__Texto de lectura__
++++

Ríos de tinta y de charlas interminables están relatando la mala suerte de España con los últimos Borbones. No se habla de los primeros del siglo XVIII, que son parte de la historia española - Pactos de Familia con Francia, despotismo ilustrado, regalismo, administración centralizada…-, pero desde el siglo XIX, con Fernando VII todo han sido desgracias. Traiciones de casi todos los hijos a sus padres y gobierno alejado de la sujeción constitucional. El mejor rey de los últimos Borbones era -con infinita diferencia - Juan Carlos I. Puesto por Franco, pero facilitador de la democracia. No tuvo la tentación de poner a un Primo de Rivera, un Carrero o un Franco, como alguno de sus antecesores.
Tras la alambicada operación de la transición democrática española en la que se consiguió un mínimo común denominador entre todas las fuerzas políticas democráticas y los postreros aparatos del franquismo volvemos al alambre. Se hicieron renuncias sin cuento por parte de muchos para evitar un derramamiento de sangre - aunque hubo dolorosos episodios trágicos- y lograr un sistema homologado con las democracias europeas. Se quedaron fuera las fuerzas terroristas y las de extrema derecha e izquierdas. El resto asumió una solución “menos mala”. No era perfecta, ni nadie lo dijo. Simplemente se construyó un sistema constitucional democrático similar a los sistemas de los países que nos rodeaban (por el norte, claro).

++++

__Datos proporcionados__
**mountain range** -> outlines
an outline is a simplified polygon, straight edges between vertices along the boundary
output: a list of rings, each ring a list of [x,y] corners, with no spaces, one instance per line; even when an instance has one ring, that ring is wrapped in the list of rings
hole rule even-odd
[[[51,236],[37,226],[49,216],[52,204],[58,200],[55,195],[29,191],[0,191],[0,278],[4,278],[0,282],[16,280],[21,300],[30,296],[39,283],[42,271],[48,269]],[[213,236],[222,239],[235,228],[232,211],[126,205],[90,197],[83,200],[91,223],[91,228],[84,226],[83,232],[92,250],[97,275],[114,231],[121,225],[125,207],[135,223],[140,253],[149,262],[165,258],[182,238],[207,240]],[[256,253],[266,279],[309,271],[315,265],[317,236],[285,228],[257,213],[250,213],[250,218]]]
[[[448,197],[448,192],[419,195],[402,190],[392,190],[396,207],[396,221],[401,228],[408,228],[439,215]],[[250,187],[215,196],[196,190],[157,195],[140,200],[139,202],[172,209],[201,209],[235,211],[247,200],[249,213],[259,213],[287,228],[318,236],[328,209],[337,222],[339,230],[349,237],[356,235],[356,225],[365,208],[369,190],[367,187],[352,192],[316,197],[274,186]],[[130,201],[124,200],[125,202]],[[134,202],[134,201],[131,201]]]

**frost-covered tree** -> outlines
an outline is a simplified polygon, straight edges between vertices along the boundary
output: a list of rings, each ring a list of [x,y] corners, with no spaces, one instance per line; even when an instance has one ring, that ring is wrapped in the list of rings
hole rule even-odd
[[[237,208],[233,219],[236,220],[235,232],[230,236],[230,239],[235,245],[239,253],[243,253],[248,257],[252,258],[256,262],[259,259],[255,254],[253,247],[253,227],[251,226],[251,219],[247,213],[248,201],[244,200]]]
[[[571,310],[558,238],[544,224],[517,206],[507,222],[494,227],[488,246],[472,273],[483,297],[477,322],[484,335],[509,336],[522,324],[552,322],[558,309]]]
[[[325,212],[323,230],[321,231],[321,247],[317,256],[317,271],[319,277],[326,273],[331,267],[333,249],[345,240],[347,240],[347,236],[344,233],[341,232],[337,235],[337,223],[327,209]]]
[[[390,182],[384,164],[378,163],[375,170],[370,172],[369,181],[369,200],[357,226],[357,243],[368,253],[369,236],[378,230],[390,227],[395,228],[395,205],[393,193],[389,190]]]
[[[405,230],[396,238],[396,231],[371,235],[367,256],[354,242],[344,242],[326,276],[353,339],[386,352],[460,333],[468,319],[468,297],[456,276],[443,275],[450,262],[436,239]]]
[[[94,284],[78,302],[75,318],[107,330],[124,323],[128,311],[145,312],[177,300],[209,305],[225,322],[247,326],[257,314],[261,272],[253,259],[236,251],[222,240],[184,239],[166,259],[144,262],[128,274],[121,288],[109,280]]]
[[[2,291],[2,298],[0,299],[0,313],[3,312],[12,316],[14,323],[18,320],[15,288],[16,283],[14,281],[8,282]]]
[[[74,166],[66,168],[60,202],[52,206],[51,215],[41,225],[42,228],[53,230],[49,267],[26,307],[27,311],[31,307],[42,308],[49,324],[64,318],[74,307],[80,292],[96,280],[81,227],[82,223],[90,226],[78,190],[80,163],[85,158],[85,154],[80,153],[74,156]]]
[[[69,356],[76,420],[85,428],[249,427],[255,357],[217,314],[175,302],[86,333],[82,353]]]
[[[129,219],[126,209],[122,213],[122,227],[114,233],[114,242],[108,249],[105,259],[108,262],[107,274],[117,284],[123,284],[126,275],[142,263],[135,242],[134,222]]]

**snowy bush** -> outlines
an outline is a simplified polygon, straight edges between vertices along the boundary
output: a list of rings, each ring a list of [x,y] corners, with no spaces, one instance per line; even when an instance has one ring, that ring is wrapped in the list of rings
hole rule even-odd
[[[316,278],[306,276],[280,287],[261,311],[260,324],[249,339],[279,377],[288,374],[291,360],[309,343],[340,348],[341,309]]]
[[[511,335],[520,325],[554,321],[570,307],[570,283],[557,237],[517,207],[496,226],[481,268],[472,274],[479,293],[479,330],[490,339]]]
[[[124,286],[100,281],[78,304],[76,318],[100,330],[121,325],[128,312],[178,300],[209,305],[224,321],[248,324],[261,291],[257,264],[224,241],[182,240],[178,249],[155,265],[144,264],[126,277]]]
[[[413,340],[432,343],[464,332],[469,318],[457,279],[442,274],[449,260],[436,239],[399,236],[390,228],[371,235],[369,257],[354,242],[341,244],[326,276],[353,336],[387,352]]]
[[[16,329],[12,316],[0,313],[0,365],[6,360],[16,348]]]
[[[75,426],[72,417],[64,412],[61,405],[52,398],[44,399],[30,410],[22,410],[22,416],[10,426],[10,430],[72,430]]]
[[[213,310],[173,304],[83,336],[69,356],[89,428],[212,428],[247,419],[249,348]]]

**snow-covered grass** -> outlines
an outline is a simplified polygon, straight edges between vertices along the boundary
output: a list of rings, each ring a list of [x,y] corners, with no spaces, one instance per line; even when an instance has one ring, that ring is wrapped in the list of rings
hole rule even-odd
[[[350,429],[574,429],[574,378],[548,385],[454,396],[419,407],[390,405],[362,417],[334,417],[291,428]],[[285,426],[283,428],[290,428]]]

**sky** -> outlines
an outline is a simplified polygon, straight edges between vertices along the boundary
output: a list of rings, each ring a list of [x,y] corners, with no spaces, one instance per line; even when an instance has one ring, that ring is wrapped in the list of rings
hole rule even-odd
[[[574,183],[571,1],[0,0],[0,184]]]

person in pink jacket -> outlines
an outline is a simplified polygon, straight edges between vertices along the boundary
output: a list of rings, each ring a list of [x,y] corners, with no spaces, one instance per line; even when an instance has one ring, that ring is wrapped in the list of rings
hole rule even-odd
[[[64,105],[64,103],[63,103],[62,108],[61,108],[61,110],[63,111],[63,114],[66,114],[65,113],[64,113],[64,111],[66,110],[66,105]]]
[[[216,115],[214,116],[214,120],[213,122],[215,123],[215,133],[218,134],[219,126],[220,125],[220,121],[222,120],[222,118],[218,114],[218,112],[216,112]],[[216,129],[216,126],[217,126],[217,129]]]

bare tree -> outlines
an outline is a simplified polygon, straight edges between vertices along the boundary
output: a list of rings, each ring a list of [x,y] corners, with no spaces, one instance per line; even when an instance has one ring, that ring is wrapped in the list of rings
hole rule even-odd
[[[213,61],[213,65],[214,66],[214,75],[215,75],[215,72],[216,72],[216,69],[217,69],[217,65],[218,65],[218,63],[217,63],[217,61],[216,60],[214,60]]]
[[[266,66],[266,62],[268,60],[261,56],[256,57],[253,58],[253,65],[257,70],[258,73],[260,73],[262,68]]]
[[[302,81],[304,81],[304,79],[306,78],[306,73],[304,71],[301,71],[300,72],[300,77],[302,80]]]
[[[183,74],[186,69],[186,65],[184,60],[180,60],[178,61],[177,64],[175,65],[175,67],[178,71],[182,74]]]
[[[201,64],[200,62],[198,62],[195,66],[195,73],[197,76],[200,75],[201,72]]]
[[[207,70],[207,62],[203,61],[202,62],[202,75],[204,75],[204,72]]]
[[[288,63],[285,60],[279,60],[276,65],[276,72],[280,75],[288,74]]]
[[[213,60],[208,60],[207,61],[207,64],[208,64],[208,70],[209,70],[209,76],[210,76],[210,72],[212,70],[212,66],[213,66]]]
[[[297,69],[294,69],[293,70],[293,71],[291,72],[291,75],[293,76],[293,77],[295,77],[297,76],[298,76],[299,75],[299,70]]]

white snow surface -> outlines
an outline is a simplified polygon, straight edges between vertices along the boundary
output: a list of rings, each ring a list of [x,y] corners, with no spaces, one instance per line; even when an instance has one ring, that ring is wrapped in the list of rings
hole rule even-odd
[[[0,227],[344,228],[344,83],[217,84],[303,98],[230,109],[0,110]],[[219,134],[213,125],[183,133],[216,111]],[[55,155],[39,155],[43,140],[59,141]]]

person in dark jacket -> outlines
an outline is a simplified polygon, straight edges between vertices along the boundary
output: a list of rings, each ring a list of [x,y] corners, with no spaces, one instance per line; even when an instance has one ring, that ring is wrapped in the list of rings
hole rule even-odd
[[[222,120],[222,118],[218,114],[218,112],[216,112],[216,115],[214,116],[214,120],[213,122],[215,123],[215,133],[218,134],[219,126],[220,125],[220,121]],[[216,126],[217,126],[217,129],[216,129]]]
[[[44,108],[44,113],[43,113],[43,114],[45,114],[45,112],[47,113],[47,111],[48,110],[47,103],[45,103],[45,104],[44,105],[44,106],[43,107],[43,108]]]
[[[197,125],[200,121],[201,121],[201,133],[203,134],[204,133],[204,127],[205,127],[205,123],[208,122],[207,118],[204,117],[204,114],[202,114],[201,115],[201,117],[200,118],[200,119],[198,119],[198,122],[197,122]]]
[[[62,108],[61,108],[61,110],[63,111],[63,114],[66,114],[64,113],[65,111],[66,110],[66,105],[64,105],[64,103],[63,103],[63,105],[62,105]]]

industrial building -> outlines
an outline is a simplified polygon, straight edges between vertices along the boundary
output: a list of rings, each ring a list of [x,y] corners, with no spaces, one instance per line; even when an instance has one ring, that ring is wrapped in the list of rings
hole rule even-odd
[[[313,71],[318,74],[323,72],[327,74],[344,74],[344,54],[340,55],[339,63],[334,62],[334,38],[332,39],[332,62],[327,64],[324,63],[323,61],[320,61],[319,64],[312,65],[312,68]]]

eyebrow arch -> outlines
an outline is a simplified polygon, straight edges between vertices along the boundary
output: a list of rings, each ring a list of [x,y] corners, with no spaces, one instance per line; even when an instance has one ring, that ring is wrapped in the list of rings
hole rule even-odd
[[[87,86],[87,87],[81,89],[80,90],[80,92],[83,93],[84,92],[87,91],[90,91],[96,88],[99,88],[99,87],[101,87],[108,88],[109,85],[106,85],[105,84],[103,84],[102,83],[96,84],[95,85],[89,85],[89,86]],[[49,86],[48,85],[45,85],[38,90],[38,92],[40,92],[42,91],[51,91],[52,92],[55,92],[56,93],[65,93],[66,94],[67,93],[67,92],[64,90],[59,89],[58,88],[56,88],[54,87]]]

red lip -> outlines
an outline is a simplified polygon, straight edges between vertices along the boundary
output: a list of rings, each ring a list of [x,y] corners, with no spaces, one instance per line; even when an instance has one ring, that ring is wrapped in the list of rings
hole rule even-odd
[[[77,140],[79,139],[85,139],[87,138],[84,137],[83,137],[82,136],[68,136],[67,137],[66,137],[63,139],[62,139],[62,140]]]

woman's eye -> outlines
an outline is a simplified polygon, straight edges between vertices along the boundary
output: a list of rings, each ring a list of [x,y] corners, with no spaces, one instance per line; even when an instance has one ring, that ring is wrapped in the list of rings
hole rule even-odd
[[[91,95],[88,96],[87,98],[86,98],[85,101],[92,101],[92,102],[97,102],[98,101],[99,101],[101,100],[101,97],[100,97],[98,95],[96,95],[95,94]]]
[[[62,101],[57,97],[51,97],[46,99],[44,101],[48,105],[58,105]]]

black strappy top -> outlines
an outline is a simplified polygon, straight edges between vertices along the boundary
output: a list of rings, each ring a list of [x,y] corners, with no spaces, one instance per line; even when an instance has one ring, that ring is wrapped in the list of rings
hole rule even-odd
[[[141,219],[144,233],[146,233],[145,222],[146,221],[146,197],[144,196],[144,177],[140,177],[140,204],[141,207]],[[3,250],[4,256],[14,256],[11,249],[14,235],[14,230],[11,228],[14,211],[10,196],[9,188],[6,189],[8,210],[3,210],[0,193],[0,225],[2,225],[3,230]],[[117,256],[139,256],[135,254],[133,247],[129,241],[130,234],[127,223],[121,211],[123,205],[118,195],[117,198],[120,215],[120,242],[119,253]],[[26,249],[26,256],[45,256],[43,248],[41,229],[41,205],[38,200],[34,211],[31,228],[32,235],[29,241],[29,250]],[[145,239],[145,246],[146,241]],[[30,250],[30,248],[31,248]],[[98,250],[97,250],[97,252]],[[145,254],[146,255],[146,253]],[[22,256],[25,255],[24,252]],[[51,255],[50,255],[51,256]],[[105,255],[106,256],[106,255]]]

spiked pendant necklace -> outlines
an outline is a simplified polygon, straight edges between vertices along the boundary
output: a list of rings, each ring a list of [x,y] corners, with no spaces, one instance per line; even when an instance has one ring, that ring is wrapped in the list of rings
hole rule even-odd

++++

__Qué se pide__
a - Enumera los rasgos que, entre guiones, el texto sobre los últimos Borbones atribuye a los primeros Borbones del siglo XVIII.
b - Repite al pie de la letra el fragmento del texto sobre los últimos Borbones que empieza en las palabras "Ríos de tinta" y acaba tras las palabras "de sus antecesores.".
c - Redacta la parte siguiente del texto sobre los últimos Borbones, retomándolo justo donde se detiene.

__Respuestas__
a - Pactos de Familia con Francia, despotismo ilustrado, regalismo y administración centralizada.

b -
Ríos de tinta y de charlas interminables están relatando la mala suerte de España con los últimos Borbones. No se habla de los primeros del siglo XVIII, que son parte de la historia española - Pactos de Familia con Francia, despotismo ilustrado, regalismo, administración centralizada…-, pero desde el siglo XIX, con Fernando VII todo han sido desgracias. Traiciones de casi todos los hijos a sus padres y gobierno alejado de la sujeción constitucional. El mejor rey de los últimos Borbones era -con infinita diferencia - Juan Carlos I. Puesto por Franco, pero facilitador de la democracia. No tuvo la tentación de poner a un Primo de Rivera, un Carrero o un Franco, como alguno de sus antecesores.

c -
Entre los encajes que hubo que hacer estaba el de la corona. La monarquía -sin monarca - la restableció nominalmente Franco, declarando a España Reino, y reinando él mismo casi cuarenta años. La Constitución incluyó la monarquía parlamentaria en la rama Borbón de D. Juan Carlos y así fue ratificada - en bloque, no en una votación separada - la nueva reinstauración monárquica. Se votó la monarquía en la discusión de la Constitución en las Cortes. Ahí terminó el debate. Se entendió que era suficiente por la gran mayoría de las fuerzas parlamentarias.
Una monarquía cogida con alfileres necesitaba la ratificación diaria por los hechos. El 23 de febrero significó un paso trascendental en la aceptación del rey por el pueblo español. El nombre de Juan Carlos I quedó unido a su orden a los capitanes generales de mantenerse leales a la Constitución. Décadas más tarde los casos de Urdagarín y de Corinna van echando por tierra, piedra a piedra, el edificio de honorabilidad y afecto popular construido. Son muchos los años transcurridos en que la prensa, los miembros del gobierno y de las demás instituciones del Estado dejaron hacer al nuevo rey de su capa un sayo en la más completa opacidad. Hasta que Villarejo, Corinna y los fiscales suizos empezaron a desvestir el mito que quedó desdibujado junto a los elefantes muertos en el sur de Africa y las cuentas en paraísos fiscales. La abdicación no tardó en llegar y ya nada volvió a ser igual. No aprendieron.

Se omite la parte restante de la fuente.